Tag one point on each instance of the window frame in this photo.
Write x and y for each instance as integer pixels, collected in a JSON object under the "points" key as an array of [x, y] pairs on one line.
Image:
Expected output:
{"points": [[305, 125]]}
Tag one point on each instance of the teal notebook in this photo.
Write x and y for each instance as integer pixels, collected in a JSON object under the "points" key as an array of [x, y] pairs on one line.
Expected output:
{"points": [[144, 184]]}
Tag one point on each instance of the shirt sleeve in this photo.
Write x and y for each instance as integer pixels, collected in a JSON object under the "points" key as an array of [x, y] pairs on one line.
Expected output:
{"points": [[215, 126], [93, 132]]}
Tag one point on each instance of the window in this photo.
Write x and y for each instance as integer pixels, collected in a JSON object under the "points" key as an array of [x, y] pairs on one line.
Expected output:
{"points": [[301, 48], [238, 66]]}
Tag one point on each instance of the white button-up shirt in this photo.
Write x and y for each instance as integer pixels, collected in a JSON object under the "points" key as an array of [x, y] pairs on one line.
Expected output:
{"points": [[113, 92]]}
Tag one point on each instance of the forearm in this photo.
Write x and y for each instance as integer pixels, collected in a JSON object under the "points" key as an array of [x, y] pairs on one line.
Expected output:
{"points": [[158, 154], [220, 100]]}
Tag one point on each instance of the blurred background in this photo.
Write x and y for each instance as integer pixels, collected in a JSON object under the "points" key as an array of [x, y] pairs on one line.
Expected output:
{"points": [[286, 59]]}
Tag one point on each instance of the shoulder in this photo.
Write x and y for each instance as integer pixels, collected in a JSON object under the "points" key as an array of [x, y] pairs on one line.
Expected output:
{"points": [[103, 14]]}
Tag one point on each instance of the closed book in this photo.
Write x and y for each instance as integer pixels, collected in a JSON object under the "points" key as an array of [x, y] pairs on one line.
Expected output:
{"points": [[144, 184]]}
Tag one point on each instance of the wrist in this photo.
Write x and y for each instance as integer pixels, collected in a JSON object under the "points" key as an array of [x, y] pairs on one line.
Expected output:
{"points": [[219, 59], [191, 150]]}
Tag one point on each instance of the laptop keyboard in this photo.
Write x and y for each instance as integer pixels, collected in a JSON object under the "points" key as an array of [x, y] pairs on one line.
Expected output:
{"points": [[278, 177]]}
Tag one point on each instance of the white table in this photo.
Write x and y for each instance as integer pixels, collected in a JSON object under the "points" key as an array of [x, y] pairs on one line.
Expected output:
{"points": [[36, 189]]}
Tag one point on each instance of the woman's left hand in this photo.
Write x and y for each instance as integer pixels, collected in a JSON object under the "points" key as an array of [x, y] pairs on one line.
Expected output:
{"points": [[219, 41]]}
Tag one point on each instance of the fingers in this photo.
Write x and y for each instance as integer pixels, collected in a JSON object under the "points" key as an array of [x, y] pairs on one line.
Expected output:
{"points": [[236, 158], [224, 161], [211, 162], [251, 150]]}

◆ **Requirement**
Rewrite the stretch from the line containing "Tag one point on each instance of the fingers" through the last line above as a Markdown table with the columns Row and Line, numbering each row and leaving out blank lines.

◆ **Completed exercise**
| Row | Line |
|---|---|
| 1 | Tag one point on each instance of the fingers in this photo. |
| 2 | Write x and y for each instance as integer pixels, collected in a JSON object under the "points" key as an array of [x, y] pairs on one line. |
| 3 | Expected output: |
| 4 | {"points": [[236, 158], [224, 161], [211, 162], [251, 150]]} |